_About this task_
Reproduce the data below word for word, omitting the pictures.

START Data for processing

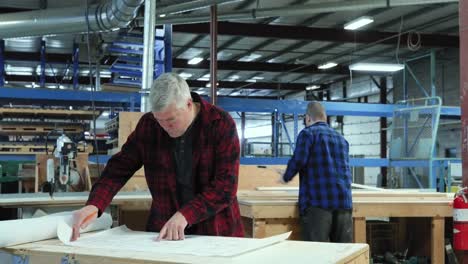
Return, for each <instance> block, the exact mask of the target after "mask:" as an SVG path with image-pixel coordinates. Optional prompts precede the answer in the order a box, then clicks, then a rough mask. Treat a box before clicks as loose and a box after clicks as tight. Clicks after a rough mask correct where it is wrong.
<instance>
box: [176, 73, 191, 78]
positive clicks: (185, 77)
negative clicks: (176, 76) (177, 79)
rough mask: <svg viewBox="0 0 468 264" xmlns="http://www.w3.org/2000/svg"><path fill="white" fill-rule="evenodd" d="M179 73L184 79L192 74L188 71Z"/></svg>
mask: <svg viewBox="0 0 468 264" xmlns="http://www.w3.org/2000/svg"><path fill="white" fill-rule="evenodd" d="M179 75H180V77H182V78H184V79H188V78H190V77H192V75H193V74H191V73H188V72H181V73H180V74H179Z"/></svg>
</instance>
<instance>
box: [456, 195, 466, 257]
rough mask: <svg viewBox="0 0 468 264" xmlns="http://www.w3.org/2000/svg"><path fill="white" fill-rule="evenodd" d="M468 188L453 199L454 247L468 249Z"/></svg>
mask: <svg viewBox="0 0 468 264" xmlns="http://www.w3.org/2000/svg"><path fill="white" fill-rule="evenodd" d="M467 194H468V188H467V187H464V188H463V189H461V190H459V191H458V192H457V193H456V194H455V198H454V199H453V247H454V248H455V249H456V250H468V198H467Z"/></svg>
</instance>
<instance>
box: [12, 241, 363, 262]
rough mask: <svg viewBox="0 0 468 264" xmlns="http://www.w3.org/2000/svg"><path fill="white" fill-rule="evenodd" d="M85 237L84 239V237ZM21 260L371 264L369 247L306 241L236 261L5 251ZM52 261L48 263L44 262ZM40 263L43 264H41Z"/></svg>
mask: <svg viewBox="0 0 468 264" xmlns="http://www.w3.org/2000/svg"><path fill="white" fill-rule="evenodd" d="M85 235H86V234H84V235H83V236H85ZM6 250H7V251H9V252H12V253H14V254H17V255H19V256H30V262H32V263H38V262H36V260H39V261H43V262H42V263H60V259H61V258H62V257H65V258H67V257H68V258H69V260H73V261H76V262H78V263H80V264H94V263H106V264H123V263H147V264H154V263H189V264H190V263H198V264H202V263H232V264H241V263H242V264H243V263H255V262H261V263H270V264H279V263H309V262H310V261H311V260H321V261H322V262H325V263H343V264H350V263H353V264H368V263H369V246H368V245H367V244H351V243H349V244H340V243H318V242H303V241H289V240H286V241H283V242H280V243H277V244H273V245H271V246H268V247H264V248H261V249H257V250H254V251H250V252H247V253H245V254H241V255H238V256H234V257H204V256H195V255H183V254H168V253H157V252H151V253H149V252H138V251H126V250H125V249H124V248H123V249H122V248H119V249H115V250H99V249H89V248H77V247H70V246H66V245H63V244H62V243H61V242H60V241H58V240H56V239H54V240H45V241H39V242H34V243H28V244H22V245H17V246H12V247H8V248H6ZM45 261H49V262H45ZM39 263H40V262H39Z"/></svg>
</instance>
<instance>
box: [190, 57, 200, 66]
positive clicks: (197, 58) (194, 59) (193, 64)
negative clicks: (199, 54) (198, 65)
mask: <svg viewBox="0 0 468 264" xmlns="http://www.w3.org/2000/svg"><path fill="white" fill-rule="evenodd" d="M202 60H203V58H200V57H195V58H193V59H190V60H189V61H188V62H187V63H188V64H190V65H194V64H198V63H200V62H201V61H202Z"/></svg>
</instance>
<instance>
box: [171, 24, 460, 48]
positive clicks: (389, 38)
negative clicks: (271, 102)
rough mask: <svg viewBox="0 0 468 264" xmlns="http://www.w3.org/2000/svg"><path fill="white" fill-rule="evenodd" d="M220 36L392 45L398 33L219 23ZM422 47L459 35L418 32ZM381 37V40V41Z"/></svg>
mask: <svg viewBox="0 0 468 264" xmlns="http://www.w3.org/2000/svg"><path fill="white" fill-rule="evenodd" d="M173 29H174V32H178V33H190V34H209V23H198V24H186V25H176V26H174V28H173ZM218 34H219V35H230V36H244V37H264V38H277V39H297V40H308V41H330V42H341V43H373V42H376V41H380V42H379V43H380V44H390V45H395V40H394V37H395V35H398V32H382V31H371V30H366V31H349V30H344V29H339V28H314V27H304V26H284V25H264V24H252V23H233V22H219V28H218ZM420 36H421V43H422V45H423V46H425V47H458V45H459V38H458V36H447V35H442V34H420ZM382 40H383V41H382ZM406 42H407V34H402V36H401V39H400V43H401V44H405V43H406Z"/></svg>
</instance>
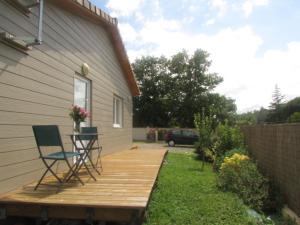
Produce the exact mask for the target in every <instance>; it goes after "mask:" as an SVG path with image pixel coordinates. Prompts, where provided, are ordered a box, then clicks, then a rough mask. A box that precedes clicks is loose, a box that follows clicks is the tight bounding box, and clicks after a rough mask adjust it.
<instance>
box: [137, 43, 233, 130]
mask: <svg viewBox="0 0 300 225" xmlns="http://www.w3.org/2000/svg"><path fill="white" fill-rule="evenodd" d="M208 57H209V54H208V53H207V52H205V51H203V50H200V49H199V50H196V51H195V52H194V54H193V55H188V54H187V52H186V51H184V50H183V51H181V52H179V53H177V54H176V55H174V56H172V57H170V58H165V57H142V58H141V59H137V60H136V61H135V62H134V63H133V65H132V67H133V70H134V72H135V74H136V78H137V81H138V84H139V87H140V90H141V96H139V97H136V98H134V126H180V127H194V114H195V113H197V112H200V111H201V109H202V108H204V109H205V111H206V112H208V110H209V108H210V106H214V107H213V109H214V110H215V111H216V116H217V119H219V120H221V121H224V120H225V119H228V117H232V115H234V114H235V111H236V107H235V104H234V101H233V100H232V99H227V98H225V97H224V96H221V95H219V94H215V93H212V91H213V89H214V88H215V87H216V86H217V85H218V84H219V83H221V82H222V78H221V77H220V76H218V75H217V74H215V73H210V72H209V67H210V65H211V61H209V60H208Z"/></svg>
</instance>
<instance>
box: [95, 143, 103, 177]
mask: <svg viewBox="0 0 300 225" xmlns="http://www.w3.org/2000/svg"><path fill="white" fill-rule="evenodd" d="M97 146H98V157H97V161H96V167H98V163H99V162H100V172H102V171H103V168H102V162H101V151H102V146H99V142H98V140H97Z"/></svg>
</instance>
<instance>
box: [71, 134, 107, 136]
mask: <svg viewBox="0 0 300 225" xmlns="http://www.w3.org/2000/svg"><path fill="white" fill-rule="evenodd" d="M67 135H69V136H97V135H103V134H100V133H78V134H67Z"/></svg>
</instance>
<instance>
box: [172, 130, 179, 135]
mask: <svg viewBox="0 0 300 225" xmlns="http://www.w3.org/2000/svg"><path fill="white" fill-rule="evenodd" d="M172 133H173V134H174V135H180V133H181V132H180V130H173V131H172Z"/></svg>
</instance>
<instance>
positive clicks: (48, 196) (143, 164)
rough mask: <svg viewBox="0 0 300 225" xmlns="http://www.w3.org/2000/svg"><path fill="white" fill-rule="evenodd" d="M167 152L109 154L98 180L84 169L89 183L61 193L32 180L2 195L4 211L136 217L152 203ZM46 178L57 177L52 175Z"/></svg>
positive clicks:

END Data for processing

_Written answer_
Return, for each <instance> block, the exact mask of the target after "mask:" as an SVG path with image-pixel coordinates. Optional prompts precede the answer in the order a box, then clicks, then a rough mask. Treat a box before clicks as loose and a box after clicks as tight. Clicks after a rough mask correct where it is wrong.
<instance>
box: [176, 73, 191, 78]
positive clicks: (185, 77)
negative clicks: (176, 76) (177, 79)
rough mask: <svg viewBox="0 0 468 264" xmlns="http://www.w3.org/2000/svg"><path fill="white" fill-rule="evenodd" d="M179 73L184 79L192 74L188 71Z"/></svg>
mask: <svg viewBox="0 0 468 264" xmlns="http://www.w3.org/2000/svg"><path fill="white" fill-rule="evenodd" d="M179 75H180V77H182V78H184V79H188V78H190V77H192V75H193V74H191V73H188V72H181V73H180V74H179Z"/></svg>
</instance>
<instance>
box: [456, 195, 466, 257]
rough mask: <svg viewBox="0 0 468 264" xmlns="http://www.w3.org/2000/svg"><path fill="white" fill-rule="evenodd" d="M468 188L453 199L454 247L468 249Z"/></svg>
mask: <svg viewBox="0 0 468 264" xmlns="http://www.w3.org/2000/svg"><path fill="white" fill-rule="evenodd" d="M467 194H468V188H467V187H464V188H463V189H461V190H459V191H458V192H457V193H456V194H455V198H454V199H453V247H454V248H455V249H456V250H468V198H467Z"/></svg>
</instance>
<instance>
box: [12, 241, 363, 262]
rough mask: <svg viewBox="0 0 468 264" xmlns="http://www.w3.org/2000/svg"><path fill="white" fill-rule="evenodd" d="M85 237L84 239V237ZM21 260L371 264L369 247L306 241L236 261L5 251ZM52 261L48 263L44 262ZM40 263L43 264H41Z"/></svg>
mask: <svg viewBox="0 0 468 264" xmlns="http://www.w3.org/2000/svg"><path fill="white" fill-rule="evenodd" d="M85 235H86V234H84V235H83V236H85ZM6 250H7V251H9V252H12V253H14V254H17V255H19V256H30V262H32V263H38V262H36V260H39V261H43V262H42V263H60V259H61V258H62V257H65V258H67V257H68V258H69V260H73V261H76V262H78V263H80V264H94V263H106V264H123V263H147V264H154V263H189V264H190V263H198V264H202V263H232V264H241V263H242V264H243V263H255V262H261V263H270V264H279V263H309V262H310V261H311V260H321V261H322V262H325V263H343V264H350V263H353V264H368V263H369V246H368V245H367V244H351V243H349V244H340V243H318V242H303V241H289V240H286V241H283V242H280V243H277V244H273V245H271V246H268V247H264V248H261V249H257V250H254V251H250V252H247V253H245V254H241V255H238V256H234V257H204V256H195V255H183V254H168V253H157V252H151V253H149V252H138V251H126V250H125V249H124V248H123V249H122V248H119V249H115V250H99V249H89V248H77V247H70V246H66V245H63V244H62V243H61V242H60V241H58V240H56V239H54V240H45V241H39V242H34V243H28V244H22V245H17V246H12V247H8V248H6ZM45 261H49V262H45ZM39 263H40V262H39Z"/></svg>
</instance>
<instance>
box: [190, 57, 200, 66]
positive clicks: (197, 58) (194, 59) (193, 64)
negative clicks: (199, 54) (198, 65)
mask: <svg viewBox="0 0 468 264" xmlns="http://www.w3.org/2000/svg"><path fill="white" fill-rule="evenodd" d="M202 60H203V58H200V57H195V58H193V59H190V60H189V61H188V62H187V63H188V64H190V65H194V64H198V63H200V62H201V61H202Z"/></svg>
</instance>
<instance>
box: [171, 24, 460, 48]
positive clicks: (389, 38)
negative clicks: (271, 102)
rough mask: <svg viewBox="0 0 468 264" xmlns="http://www.w3.org/2000/svg"><path fill="white" fill-rule="evenodd" d="M220 36L392 45L398 33L219 23ZM422 47L459 35L418 32ZM381 37V40V41Z"/></svg>
mask: <svg viewBox="0 0 468 264" xmlns="http://www.w3.org/2000/svg"><path fill="white" fill-rule="evenodd" d="M173 29H174V32H178V33H190V34H209V23H198V24H186V25H176V26H174V28H173ZM218 34H219V35H230V36H244V37H264V38H277V39H297V40H308V41H330V42H341V43H373V42H376V41H380V42H379V43H380V44H390V45H395V40H394V37H395V35H398V32H382V31H371V30H366V31H349V30H344V29H339V28H314V27H304V26H284V25H264V24H252V23H233V22H219V28H218ZM420 36H421V43H422V45H423V46H425V47H458V45H459V38H458V36H447V35H442V34H420ZM382 40H383V41H382ZM406 42H407V34H402V36H401V39H400V43H401V44H405V43H406Z"/></svg>
</instance>
Produce the exact mask for the target in every <instance>; it goes after "mask:" as an SVG path with image pixel coordinates. Prompts, where provided, are ordered a box, then clicks, then a rough mask. A box that precedes clicks is loose, a box that follows clicks is the tight bounding box, and clicks after a rough mask adjust it.
<instance>
box: [137, 43, 233, 130]
mask: <svg viewBox="0 0 300 225" xmlns="http://www.w3.org/2000/svg"><path fill="white" fill-rule="evenodd" d="M208 57H209V54H208V53H207V52H205V51H203V50H200V49H199V50H196V51H195V52H194V54H193V55H188V54H187V52H186V51H184V50H183V51H181V52H179V53H177V54H176V55H174V56H172V57H170V58H165V57H142V58H141V59H137V60H136V61H135V62H134V63H133V65H132V67H133V70H134V72H135V74H136V78H137V81H138V84H139V87H140V90H141V96H139V97H136V98H134V126H180V127H194V114H195V113H197V112H200V111H201V109H202V108H204V109H205V111H206V112H208V110H209V108H210V106H214V107H213V109H214V110H215V111H216V116H217V119H219V120H221V121H224V120H225V119H228V117H232V115H234V114H235V111H236V107H235V104H234V101H233V100H232V99H227V98H225V97H224V96H221V95H219V94H215V93H212V91H213V89H214V88H215V87H216V86H217V85H218V84H219V83H221V82H222V78H221V77H220V76H218V75H217V74H215V73H210V72H209V67H210V65H211V61H209V60H208Z"/></svg>
</instance>
<instance>
box: [95, 143, 103, 177]
mask: <svg viewBox="0 0 300 225" xmlns="http://www.w3.org/2000/svg"><path fill="white" fill-rule="evenodd" d="M97 146H98V157H97V161H96V167H98V163H99V162H100V172H102V171H103V168H102V162H101V151H102V146H99V142H98V140H97Z"/></svg>
</instance>
<instance>
box: [71, 134, 107, 136]
mask: <svg viewBox="0 0 300 225" xmlns="http://www.w3.org/2000/svg"><path fill="white" fill-rule="evenodd" d="M67 135H69V136H97V135H103V134H100V133H78V134H67Z"/></svg>
</instance>
<instance>
box: [172, 130, 179, 135]
mask: <svg viewBox="0 0 300 225" xmlns="http://www.w3.org/2000/svg"><path fill="white" fill-rule="evenodd" d="M172 133H173V134H174V135H180V133H181V132H180V130H173V131H172Z"/></svg>
</instance>
<instance>
positive clicks: (48, 196) (143, 164)
rough mask: <svg viewBox="0 0 300 225" xmlns="http://www.w3.org/2000/svg"><path fill="white" fill-rule="evenodd" d="M167 152L109 154L98 180L84 169L89 183L61 193L32 180L2 195L4 211L136 217L152 203ZM46 178L57 177L52 175Z"/></svg>
positive clicks:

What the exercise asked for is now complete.